### Job
Lines before the one containing "Where can the yellow" are excluded; print that line and every line after it through the end of the material below, exactly.

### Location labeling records
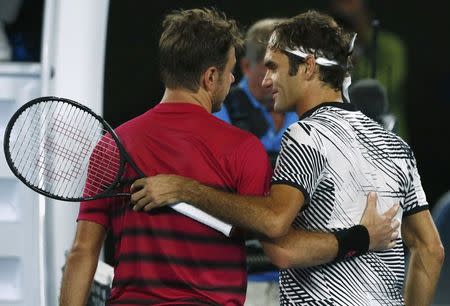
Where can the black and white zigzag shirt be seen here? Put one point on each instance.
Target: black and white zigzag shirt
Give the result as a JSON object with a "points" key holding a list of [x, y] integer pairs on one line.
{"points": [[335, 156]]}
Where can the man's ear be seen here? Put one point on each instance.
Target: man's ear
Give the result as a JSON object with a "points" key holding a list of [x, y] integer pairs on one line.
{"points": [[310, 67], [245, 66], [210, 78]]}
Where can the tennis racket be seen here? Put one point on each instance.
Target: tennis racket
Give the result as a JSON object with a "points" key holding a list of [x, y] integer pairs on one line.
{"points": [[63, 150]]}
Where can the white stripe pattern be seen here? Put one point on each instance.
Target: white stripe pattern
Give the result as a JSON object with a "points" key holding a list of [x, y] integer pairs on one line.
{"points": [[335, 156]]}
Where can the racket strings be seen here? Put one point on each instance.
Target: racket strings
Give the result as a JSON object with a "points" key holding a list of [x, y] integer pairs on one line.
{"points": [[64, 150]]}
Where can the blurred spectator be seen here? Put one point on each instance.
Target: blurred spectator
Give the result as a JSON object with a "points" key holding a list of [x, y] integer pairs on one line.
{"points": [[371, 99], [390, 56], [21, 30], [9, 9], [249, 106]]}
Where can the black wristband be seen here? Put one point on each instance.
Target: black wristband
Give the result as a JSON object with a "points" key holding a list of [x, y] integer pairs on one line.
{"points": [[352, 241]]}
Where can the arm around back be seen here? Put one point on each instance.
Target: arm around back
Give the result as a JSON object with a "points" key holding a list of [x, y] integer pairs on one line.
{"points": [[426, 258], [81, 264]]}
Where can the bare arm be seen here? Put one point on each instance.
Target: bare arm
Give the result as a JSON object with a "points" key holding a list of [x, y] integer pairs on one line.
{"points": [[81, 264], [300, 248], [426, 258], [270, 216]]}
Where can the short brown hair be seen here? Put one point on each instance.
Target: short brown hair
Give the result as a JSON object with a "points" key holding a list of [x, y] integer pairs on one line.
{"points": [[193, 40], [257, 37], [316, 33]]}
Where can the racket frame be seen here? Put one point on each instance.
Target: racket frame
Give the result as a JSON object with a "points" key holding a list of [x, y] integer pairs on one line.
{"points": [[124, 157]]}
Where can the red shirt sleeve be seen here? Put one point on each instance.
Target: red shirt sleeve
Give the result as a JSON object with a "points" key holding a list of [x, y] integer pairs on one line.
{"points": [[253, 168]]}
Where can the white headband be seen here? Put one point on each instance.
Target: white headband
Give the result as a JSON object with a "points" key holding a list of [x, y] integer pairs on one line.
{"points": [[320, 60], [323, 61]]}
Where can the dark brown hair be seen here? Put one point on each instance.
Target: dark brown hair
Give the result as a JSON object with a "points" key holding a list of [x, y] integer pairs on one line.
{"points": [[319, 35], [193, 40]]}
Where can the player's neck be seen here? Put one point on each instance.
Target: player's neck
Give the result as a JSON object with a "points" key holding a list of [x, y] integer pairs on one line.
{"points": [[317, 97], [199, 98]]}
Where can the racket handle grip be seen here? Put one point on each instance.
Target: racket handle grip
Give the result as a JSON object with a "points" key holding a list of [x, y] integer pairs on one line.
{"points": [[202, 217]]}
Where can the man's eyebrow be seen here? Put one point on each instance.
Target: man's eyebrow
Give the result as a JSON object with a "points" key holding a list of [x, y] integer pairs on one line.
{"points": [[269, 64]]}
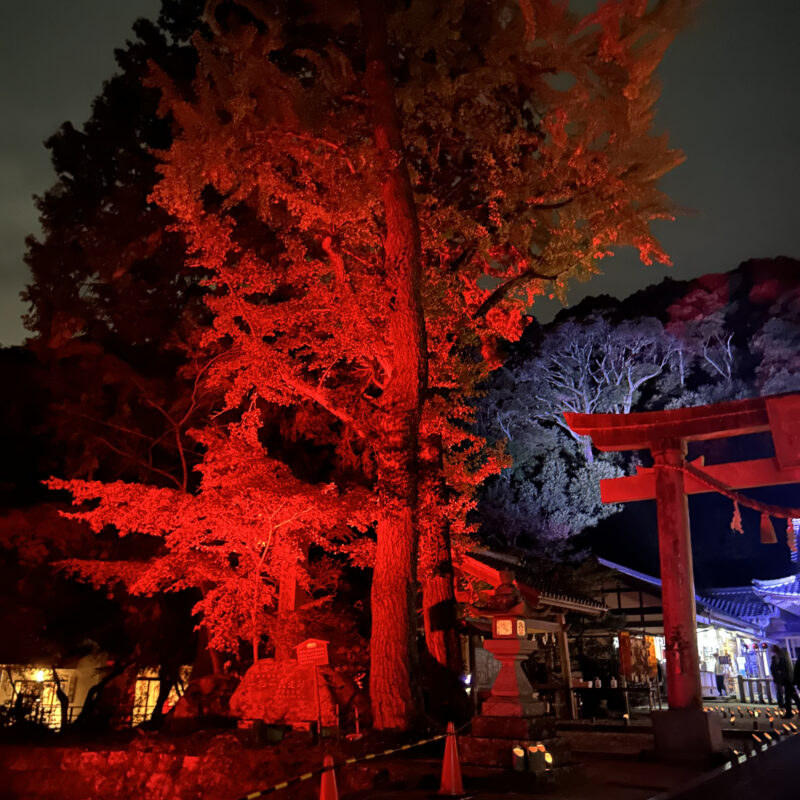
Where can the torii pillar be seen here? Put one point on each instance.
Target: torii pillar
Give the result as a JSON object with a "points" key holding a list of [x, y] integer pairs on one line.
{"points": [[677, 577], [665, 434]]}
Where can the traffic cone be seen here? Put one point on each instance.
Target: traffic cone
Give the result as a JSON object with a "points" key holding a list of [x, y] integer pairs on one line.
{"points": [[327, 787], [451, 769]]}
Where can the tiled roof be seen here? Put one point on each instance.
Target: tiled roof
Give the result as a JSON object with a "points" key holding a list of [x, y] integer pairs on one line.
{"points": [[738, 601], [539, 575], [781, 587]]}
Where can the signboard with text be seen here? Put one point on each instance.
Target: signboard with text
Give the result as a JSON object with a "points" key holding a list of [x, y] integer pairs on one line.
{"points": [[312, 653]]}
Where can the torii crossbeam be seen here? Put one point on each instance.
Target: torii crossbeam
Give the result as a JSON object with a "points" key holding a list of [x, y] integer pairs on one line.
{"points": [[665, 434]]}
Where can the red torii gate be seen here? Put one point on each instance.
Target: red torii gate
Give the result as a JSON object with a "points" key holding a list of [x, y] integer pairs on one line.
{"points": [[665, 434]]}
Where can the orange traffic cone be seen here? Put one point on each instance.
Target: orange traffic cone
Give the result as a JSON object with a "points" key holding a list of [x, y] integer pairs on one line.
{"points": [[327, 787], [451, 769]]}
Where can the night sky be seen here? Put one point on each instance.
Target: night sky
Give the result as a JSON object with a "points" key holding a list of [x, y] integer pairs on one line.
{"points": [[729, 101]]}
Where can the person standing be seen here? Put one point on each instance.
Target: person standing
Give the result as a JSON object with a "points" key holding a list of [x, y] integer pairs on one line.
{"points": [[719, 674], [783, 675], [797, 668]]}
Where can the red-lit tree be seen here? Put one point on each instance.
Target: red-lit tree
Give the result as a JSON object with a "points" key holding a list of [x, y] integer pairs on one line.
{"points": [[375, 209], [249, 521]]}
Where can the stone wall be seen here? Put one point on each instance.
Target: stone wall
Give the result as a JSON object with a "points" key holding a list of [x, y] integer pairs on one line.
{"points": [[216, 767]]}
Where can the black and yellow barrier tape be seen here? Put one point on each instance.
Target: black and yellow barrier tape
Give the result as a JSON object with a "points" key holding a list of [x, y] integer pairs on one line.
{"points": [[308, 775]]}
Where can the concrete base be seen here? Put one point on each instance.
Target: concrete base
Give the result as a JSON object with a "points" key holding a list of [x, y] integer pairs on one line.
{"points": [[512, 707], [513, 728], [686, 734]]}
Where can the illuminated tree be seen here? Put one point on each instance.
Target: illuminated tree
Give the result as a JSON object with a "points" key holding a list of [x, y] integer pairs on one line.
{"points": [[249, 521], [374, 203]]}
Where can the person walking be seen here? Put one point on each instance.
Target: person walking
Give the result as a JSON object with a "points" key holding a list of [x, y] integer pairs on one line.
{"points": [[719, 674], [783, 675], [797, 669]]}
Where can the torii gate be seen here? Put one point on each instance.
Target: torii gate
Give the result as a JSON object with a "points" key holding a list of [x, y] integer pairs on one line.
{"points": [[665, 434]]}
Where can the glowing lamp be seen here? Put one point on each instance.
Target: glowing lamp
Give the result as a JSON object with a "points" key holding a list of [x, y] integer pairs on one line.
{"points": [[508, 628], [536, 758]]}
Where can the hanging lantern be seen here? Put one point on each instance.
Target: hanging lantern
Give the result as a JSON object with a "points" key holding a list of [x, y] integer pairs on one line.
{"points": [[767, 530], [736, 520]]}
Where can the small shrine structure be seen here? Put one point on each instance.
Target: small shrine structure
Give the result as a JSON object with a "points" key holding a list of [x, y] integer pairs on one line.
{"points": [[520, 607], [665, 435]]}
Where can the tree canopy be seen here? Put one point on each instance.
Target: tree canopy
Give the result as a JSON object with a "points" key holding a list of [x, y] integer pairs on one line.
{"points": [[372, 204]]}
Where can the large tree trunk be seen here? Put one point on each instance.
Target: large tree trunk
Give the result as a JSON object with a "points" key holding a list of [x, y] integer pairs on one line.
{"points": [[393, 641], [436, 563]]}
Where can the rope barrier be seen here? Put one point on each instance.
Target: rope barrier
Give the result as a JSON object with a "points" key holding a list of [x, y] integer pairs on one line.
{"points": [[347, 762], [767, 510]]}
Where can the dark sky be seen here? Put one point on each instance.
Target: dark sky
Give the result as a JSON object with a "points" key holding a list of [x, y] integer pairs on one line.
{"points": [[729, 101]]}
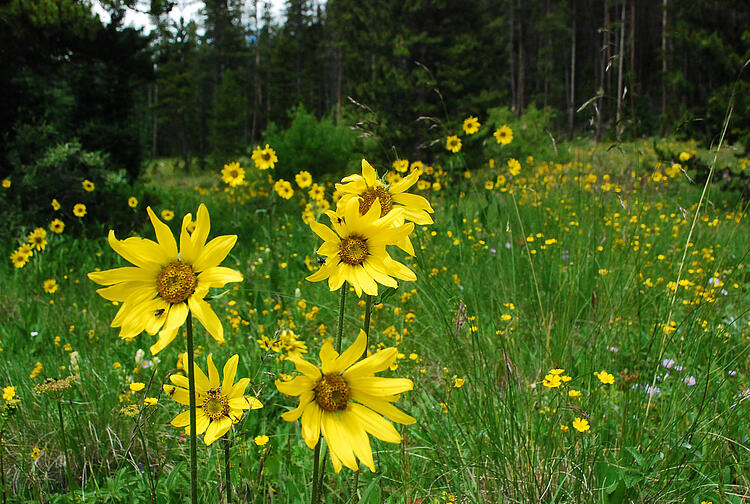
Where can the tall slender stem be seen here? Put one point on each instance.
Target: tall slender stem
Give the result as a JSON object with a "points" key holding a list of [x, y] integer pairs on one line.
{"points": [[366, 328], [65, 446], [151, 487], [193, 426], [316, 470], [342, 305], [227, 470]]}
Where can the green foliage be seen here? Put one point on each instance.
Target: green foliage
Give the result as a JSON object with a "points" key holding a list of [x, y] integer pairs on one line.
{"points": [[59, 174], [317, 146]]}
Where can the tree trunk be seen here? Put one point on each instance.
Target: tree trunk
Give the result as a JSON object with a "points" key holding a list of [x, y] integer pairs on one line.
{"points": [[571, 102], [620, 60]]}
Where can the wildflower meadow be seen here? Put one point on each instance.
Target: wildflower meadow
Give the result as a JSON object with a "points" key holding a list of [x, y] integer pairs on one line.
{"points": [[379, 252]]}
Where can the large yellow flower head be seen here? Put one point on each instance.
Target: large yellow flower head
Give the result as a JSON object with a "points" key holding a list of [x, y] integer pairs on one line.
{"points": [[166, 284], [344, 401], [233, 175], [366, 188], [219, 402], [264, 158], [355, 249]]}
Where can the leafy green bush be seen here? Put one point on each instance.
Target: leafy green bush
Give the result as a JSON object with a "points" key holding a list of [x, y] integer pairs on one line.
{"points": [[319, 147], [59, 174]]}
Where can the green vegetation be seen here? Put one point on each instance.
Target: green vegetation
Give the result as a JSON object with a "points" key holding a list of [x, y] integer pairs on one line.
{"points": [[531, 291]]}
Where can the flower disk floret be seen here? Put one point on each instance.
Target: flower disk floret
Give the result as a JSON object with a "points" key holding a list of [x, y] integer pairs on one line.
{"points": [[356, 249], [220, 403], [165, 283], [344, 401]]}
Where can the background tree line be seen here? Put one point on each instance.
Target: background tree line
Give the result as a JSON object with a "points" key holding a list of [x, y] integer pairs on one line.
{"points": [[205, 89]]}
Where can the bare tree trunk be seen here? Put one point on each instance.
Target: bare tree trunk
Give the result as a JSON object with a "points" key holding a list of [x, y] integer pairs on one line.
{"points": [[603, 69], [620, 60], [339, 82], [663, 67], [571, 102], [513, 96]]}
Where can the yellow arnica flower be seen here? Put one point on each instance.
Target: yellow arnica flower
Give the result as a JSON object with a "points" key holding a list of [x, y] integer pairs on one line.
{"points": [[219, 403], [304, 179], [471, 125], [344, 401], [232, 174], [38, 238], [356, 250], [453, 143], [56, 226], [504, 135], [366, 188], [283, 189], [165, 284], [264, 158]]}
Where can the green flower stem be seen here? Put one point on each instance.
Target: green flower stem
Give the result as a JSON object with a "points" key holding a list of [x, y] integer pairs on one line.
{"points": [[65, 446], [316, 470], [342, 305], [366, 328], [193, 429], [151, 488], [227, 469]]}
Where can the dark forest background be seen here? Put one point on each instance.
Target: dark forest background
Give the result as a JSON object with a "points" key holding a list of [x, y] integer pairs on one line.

### Expected answer
Where can the yellow arnica flower be seen here? Put one point on each instance.
Target: yellow arnica flower
Give the result as a JSON object with a "points" key holding a list of [x, y] integer pairs on one line.
{"points": [[219, 403], [304, 179], [471, 125], [344, 401], [232, 174], [38, 238], [356, 250], [453, 143], [56, 226], [504, 135], [366, 188], [283, 189], [165, 284], [264, 158]]}
Where can the green flower stem be seen here? Put one point on each instance.
Target: green flower stem
Give the result as a JSON object with a "points" key holding a list of [x, y] integer pairs on one line.
{"points": [[65, 446], [316, 470], [342, 305], [366, 328], [193, 429], [151, 488], [227, 469]]}
Where can the dark forest background be seen here? Put one point on each instance.
Target: dark forest background
Give the result as a JSON object with a "points" key holding a list of [x, y] integer pairs on one line.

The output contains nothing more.